> **Exercise instructions**
Reproduce every line of the listing below, requests included, from the line containing "Practice step: point at the large" through the end of the listing. Multiply each coordinate in the answers by 0.6 and round to whole numbers, rounding halves up, and output only those lines.

> **Dataset records**
════════
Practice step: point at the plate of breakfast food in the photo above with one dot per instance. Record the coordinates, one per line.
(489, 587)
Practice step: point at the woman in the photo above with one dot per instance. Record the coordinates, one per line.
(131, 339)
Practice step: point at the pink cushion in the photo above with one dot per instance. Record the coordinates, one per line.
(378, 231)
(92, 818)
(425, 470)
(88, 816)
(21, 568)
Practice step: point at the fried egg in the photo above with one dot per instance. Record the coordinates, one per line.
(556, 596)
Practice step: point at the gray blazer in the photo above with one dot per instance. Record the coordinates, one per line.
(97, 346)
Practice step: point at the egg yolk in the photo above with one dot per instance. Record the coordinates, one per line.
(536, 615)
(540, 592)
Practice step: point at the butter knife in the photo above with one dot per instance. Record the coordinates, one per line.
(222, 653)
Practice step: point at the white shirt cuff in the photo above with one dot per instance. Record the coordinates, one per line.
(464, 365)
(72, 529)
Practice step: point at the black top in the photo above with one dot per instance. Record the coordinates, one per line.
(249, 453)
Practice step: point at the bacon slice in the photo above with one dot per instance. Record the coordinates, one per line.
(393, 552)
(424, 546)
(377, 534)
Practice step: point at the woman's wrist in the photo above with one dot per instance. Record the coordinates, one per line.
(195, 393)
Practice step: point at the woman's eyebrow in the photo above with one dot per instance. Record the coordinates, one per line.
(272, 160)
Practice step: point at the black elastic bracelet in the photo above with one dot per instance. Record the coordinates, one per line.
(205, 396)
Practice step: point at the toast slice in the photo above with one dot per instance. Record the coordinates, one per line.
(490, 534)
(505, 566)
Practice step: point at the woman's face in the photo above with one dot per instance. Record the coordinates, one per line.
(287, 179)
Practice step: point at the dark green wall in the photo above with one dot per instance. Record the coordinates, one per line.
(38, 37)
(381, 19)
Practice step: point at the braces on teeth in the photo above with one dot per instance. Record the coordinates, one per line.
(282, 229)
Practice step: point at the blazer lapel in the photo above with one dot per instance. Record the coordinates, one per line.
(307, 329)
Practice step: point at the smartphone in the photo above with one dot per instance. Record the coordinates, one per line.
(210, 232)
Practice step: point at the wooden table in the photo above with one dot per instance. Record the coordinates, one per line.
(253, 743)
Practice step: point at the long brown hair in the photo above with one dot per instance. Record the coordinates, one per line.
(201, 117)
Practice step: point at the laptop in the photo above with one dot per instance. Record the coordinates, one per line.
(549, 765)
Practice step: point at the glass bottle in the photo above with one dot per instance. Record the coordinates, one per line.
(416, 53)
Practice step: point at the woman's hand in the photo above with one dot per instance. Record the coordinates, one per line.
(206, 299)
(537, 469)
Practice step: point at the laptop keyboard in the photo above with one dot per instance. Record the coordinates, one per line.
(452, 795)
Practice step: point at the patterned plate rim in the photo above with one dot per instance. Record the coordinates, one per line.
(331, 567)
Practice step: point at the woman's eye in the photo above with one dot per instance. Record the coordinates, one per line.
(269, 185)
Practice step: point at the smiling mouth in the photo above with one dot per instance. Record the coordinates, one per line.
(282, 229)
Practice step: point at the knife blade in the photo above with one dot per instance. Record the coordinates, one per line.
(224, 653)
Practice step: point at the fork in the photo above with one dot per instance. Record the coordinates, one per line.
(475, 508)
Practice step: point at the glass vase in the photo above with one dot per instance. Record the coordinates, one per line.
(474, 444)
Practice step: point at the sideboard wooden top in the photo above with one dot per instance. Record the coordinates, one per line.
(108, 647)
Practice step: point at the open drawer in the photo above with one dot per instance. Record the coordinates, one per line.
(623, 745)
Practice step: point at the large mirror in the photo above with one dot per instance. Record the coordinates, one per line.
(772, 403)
════════
> **Exercise answer**
Practice step: point at the large mirror in the photo above with one dot per instance. Record the coordinates, one per line.
(463, 242)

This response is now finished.